Thanks everyone and Simon/Ian especially for the event management : 110 miles just ticked over as I rolled under HPC. The afternoon sun was great, as was the route and the alternative cake stop. A couple of us noticed how funny it was to come back the reverse London-Brighton route in daylight and feel the traffic tension slowly rise.

Hope everyone got home ok,
Cheers,
Thom.


----------



## ianrauk (20 Aug 2011)

Thank you all for coming. It was a great ride and a great day with great company. A nice and speedy ride to Petworth for lunch and a beer and back again. The peleton splitting at Box Hill, some heading back to Central London and 4 of use up and over Box Hill and on to SE London.

*Here's* the Garmin stats...
130 miles for the day. Once again thanks all and hope to see you for September Ride which will be the Olympic Road Route.


----------



## Davywalnuts (20 Aug 2011)

Excellant lil route that, good stretch of the legs!

Not quite sure of the scenery as I was either wiping sweat from my eyes with ALL them hills or going too fast to look around. But of what I saw, quite fab, manymany thanks!


----------



## User10571 (20 Aug 2011)

If anyone who was on today's ride is struggling to get to sleep tonight, it'll most likely be because of some uncommon wickedness on your part, in a previous life, for which you are now facing the consequences. Like some tortured character in a dark corner of a Bosch or Breughel painting.

The rest of us will sleep. Each like an infant pressed into the softness of its mother's bosom. Very soon, I suspect.

Back to the ride:

*Ahem*
The Hills. 
There seemed to be rather a lot of them. 
In fact, did we have _all_ of them, by any chance? 
At times it certainly felt that way.

I am astonished at my rolling average showing 15.1 mph - given the amount of hillage involved - I was expecting it to show _much_ less.

Does anyone have the stats for how much climbing we did today? Please.


I'm also showing 119.16 miles on today's trip meter (I've rounded it off to 120+ by taking the other bike for a ride to the supermarket)
That's 119 miles of cycling in very fine company, for which I'll thank you all, and Dellzeqq in particular for the plotting and doing the _Le Patron_ bit.

Have I mentioned the hills on today's ride?

Editiness: Oh, and Henfold fishing place is an excellent venue for a tea and CAKE stop!


----------



## Davywalnuts (20 Aug 2011)

iZaP said:


> Sorry Ian, gotta pull out.
> 
> Still haven't really sorted out my tyres after the fnrttc...



I have a pair of nearly new 700x23c ridged tyres if you want?


----------



## gbs (20 Aug 2011)

Especially thanks to to Simon and Ian for leading and organising - we had a very good day and to every body for the good company and for hanging around for the backmarkers.

My own stats were 153k with 1540m of ascent (as measured by ridewithGPS) having bailed out at Dorking; that is equivalent to 14/15 laps of RP.


----------



## StuAff (20 Aug 2011)

User10571 said:


> If anyone who was on today's ride is struggling to get to sleep tonight, it'll most likely be because of some uncommon wickedness on your part, in a previous life, for which you are now facing the consequences. Like some tortured character in a dark corner of a Bosch or Breughel painting.
> 
> The rest of us will sleep. Each like an infant pressed into the softness of its mother's bosom. Very soon, I suspect.
> 
> ...



The South Downs are, IMHO, somewhat misnamed. It's not the downs that cause the problems!!

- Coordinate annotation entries

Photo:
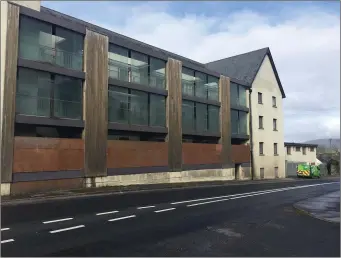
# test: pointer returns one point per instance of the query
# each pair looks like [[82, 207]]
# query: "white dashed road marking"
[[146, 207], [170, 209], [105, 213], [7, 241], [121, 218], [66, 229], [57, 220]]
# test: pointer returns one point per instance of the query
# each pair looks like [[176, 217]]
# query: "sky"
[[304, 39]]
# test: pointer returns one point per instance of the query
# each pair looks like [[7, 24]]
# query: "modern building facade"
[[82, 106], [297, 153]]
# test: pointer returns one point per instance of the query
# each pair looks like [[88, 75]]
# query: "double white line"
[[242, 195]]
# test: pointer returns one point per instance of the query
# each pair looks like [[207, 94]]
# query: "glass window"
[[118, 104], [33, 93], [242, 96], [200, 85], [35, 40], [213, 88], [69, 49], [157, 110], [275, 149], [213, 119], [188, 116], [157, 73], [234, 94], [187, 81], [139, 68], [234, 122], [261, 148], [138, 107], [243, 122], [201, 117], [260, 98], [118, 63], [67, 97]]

==

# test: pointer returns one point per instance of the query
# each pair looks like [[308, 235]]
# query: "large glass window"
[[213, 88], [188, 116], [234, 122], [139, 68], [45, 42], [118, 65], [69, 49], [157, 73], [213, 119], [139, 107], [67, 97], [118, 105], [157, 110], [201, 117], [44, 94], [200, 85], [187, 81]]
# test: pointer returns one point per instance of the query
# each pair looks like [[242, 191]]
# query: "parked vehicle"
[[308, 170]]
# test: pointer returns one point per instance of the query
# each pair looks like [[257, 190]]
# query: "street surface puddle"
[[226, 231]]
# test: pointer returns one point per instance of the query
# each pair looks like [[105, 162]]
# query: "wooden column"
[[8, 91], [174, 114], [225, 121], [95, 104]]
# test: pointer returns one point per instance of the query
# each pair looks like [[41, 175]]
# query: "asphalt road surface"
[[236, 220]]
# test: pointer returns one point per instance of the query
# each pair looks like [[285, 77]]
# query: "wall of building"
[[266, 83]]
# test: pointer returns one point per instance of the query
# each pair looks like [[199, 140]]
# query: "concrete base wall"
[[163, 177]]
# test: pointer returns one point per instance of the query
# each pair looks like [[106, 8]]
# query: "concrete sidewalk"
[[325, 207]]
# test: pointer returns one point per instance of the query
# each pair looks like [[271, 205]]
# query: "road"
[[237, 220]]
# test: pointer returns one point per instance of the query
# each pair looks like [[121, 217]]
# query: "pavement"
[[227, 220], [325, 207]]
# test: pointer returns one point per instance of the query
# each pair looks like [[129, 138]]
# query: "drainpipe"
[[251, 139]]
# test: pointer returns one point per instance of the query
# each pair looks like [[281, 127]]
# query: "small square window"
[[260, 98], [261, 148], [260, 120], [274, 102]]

- EXERCISES
[1] Summarize the forum thread in two sentences.
[2] How many lines of the listing contain the word "white"?

- TASK-BY-TASK ANSWERS
[1] Riders from a group ride thank the organizers and others for the event and report their distances, including 110, 119.16 and 130 miles, plus 153k with 1540m of ascent. Several remark on the many hills and praise the route and the cake stop, and Ian says the September ride will be the Olympic Road Route.

[2] 2